# [TASK INSTRUCTIONS]
(A) Rewrite the part of the pharma social listening text starting with "Specific pharma tips" and going on through "in these channels.", replacing "key opinion leaders" with "patient advocates".
(B) Continue the text on pharma social listening tips from where it stops.

# [TEXT EXCERPT]
PosterPharmaceutical companies have come a long way when it comes to social media, and most companies have acknowledged that there are rich consumer insights that can be gleaned. But a lot still suffer from a bad case of FOMO or ‘fear of missing out’ while being inundated by numerous irrelevant and spam posts. This primarily results from the fact that many people in pharma are always unsure of where to start, what to focus on, and how to analyze social media data.

Here are some things to consider when setting up your social listening strategy in 2014:

Key points and questions to help you focus:

  • Recognize that patient discussion is mostly centered on the condition and brand names as opposed to company names.
  • How do consumers refer to the disease? Do they use shortcuts, such as “P” for Psoriasis or “T1DM” for Type 1 Diabetes?
  • Define your competitive set. Are these all focused on a single indication or disease directly competing against your product? If not, what are the conditions or uses that should be removed from the data set?
  • Are you interested in a global view? Do the major brand players have name variations per country?
  • Do we need discussions around clinical trial results, pipeline news, coupon posts and financial news discussion? If we want to focus on pure consumer insights, I suggest that we eliminate these from your view.
  • Is off-label discussion important to you or is this something you’d like to remove from the data set?

Specific pharma tips to alleviate a bad case of FOMO:

  • Know who your key opinion leaders are, know their blogs, their Twitter handles or Facebook accounts, and include their posts in your analysis.
  • What are the forum sites, blog sites and Facebook fan pages that are specifically focused on the relevant diseases or indications? Make sure you pay attention to discussions in these channels.

# [LISTED RECORDS]

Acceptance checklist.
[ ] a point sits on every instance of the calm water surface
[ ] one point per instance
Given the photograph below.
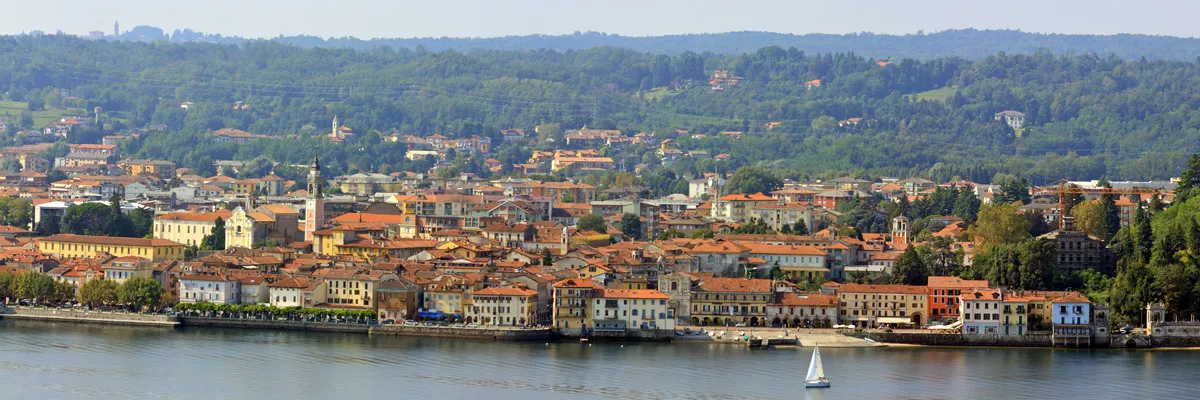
(60, 360)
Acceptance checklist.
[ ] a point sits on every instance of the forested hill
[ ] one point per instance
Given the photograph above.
(802, 113)
(965, 43)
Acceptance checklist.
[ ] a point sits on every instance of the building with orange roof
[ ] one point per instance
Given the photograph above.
(622, 310)
(738, 208)
(297, 292)
(803, 310)
(87, 246)
(189, 228)
(981, 311)
(873, 305)
(573, 300)
(943, 294)
(503, 306)
(796, 262)
(731, 302)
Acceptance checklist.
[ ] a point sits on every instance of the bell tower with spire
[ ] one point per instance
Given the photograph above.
(315, 206)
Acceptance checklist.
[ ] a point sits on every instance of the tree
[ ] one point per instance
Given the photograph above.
(1189, 179)
(139, 292)
(799, 227)
(592, 222)
(215, 239)
(1001, 224)
(1090, 219)
(7, 286)
(34, 286)
(97, 292)
(63, 292)
(909, 269)
(85, 219)
(142, 220)
(119, 225)
(749, 180)
(631, 226)
(16, 212)
(823, 124)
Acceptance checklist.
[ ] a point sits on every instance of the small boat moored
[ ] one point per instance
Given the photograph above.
(816, 372)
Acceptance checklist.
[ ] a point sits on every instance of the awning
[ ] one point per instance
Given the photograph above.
(893, 320)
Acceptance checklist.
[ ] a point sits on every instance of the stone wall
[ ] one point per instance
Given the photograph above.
(84, 316)
(934, 339)
(274, 324)
(485, 333)
(633, 335)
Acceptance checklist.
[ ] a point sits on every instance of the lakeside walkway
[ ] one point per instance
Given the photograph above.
(808, 338)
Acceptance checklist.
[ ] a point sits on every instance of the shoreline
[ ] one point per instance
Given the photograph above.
(802, 336)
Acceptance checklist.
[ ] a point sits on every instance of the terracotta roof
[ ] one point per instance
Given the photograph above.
(111, 240)
(736, 285)
(577, 282)
(755, 197)
(279, 209)
(808, 299)
(505, 291)
(955, 282)
(882, 288)
(769, 249)
(630, 294)
(196, 216)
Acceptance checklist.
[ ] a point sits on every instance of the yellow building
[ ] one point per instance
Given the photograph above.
(165, 169)
(1014, 316)
(871, 305)
(189, 228)
(83, 246)
(503, 306)
(349, 242)
(353, 287)
(731, 302)
(573, 298)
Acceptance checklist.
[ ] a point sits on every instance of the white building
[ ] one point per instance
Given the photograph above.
(1072, 310)
(504, 306)
(631, 310)
(297, 292)
(981, 311)
(253, 291)
(803, 310)
(209, 288)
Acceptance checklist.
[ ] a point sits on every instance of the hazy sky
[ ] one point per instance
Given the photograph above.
(391, 18)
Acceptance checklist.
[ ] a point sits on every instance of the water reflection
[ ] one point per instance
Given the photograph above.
(65, 360)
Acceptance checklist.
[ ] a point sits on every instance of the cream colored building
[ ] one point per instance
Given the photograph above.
(189, 228)
(503, 306)
(631, 310)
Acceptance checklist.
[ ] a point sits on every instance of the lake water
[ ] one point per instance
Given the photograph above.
(61, 360)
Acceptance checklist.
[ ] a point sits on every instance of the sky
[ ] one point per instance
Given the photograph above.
(490, 18)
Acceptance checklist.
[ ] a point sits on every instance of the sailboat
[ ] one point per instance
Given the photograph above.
(816, 372)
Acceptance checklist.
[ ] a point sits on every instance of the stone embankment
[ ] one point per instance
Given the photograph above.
(275, 324)
(89, 316)
(485, 333)
(807, 338)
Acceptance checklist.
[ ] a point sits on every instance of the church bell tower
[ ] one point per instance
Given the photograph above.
(315, 206)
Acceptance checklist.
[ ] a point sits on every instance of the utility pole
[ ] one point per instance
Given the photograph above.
(594, 111)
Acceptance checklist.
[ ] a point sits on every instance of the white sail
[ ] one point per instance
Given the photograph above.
(815, 370)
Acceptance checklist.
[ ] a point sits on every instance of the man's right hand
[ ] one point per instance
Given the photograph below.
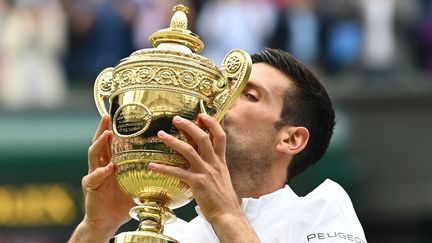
(106, 206)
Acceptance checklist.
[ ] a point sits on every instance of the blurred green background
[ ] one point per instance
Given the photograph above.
(374, 57)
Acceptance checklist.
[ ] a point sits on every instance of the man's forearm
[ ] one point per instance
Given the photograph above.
(86, 233)
(230, 228)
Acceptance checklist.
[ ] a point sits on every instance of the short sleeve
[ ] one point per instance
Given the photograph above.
(326, 215)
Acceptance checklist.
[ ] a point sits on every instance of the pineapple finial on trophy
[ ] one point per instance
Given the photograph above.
(177, 36)
(179, 19)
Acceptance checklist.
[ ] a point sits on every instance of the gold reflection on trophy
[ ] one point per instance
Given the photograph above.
(145, 91)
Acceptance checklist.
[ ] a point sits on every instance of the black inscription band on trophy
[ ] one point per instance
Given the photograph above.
(334, 235)
(131, 120)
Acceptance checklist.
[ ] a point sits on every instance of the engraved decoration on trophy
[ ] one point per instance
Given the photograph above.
(144, 92)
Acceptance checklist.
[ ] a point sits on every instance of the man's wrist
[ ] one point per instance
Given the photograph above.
(89, 231)
(234, 227)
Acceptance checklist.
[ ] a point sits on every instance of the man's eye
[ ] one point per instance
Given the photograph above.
(250, 97)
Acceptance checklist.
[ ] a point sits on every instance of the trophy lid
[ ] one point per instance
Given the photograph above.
(178, 32)
(173, 65)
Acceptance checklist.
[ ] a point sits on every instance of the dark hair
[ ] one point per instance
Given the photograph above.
(308, 105)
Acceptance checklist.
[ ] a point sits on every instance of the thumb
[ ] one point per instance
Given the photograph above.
(96, 178)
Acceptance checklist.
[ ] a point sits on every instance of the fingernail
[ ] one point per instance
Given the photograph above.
(162, 134)
(178, 118)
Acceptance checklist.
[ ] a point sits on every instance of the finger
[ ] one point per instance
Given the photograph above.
(105, 156)
(103, 125)
(199, 136)
(217, 134)
(96, 156)
(95, 179)
(173, 171)
(180, 146)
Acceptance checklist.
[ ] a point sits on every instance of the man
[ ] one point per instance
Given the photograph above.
(280, 125)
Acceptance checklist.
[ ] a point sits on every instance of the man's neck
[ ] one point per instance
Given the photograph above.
(247, 186)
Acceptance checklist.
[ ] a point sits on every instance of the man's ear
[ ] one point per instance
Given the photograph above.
(292, 140)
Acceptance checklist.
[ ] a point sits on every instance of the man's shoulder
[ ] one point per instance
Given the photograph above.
(327, 213)
(330, 197)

# [EXERCISE RESULTS]
(A)
Specific pharma tips to alleviate a bad case of FOMO:

  • Know who your patient advocates are, know their blogs, their Twitter handles or Facebook accounts, and include their posts in your analysis.
  • What are the forum sites, blog sites and Facebook fan pages that are specifically focused on the relevant diseases or indications? Make sure you pay attention to discussions in these channels.

(B)
 Pharma companies must consider the following facts, which impact the share-ability of health related information online, such as:

  • Incidence of the disease: This has a direct effect on content volume. If there are more patients afflicted with the disease, there are more posts around this topic. For example, the incidence of Gaucher’s disease is a lot lower than multiple sclerosis and therefore will have less content volume.
  • Age of the patients: Diseases, such as dementia, that afflict older patients who are generally not as social media savvy as the younger ones, will likely have fewer posts than diabetes which afflicts patients in various ages.
  • Sensitivity of the condition: Not all conditions can be easily shared by patients to the public. Some of them are even posted privately in secured forum sites. Expect posts around sensitive diseases to have less content volume.

But it doesn’t end there. Once you have access to the pertinent data, what metrics and KPI’s should be developed to help identify actionable insights and strategies? And how are we going to measure the success of strategies using social media? This year’s ePharma Summit has many social media related topics in the agenda. I’m very excited to see topics like, “Moving Pharma from Social Laggard to Leader,” in the Summit agenda (eMarketing University). Addressing FOMO risk will help pharma move into a leadership role. Hopefully the thoughts above help you focus your social listening strategy.